WHAT TO PRODUCE – Copy exactly the stretch of data below from the line with "# test: mark one point on the black leather" through the line with "# test: mark one point on the black suit", including both of those lines.

STUDY MATERIAL –

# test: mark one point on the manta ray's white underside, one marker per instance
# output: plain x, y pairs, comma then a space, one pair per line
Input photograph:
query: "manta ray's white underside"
--
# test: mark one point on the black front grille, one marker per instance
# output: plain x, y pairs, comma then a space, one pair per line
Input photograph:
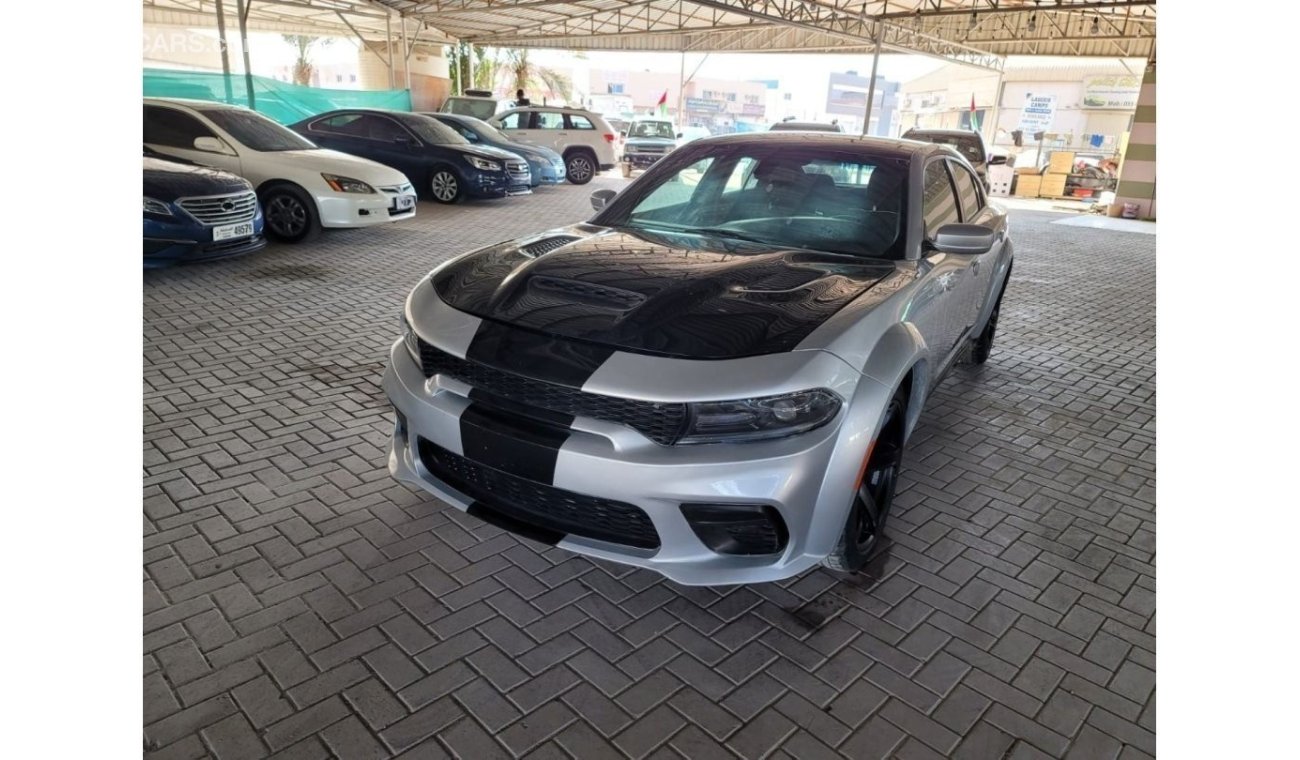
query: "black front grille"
...
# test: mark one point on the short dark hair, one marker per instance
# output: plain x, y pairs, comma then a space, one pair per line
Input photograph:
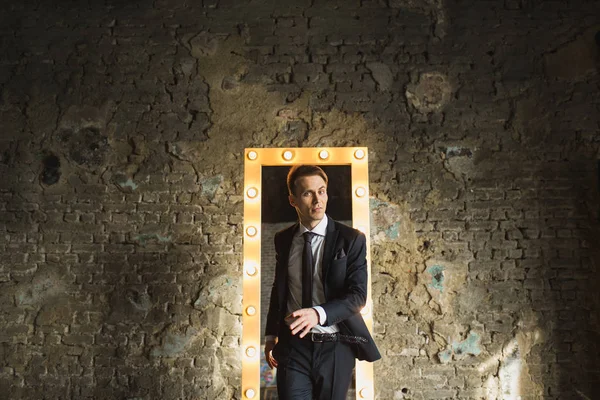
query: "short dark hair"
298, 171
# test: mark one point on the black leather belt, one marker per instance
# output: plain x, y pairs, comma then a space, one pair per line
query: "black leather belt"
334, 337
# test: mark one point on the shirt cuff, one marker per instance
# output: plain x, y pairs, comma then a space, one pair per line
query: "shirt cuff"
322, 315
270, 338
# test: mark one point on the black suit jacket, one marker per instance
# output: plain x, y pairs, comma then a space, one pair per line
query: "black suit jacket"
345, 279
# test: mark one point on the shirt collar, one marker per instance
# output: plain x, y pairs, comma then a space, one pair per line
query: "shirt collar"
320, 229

YOUR SOLUTION –
# test: mark one point on the black leather belt, one marker per instance
# output: plain x, y pairs, comma then a space, one pair per line
query: "black leather belt"
334, 337
# test: mark one point on the shirt cuff, one marker per instance
# output: plain x, y pairs, comma then a space, one pair per line
query: "shirt cuff"
322, 315
270, 338
# test: mark one point on the black suit jacket, one marker per instance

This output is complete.